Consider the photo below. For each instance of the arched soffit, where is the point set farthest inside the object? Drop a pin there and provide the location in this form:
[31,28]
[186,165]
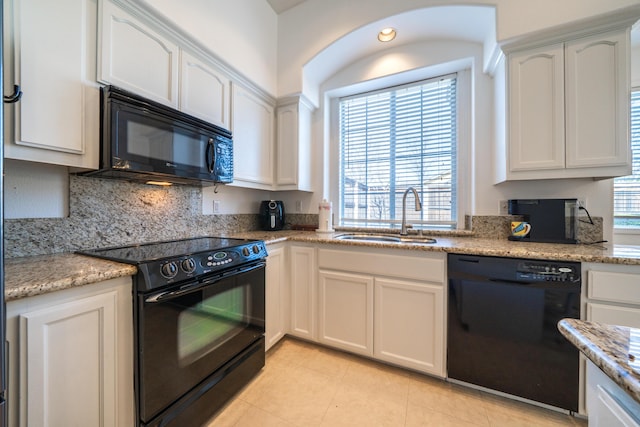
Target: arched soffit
[475,24]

-- What to do --
Retype all the material word for word while skipping any picture it contains.

-- Exercise solution --
Consider the photo below. For each instance of the arched soffit, where is the point set farthest inside the object? Drop a pin there and provide the location in this form:
[31,28]
[186,165]
Target: arched soffit
[475,24]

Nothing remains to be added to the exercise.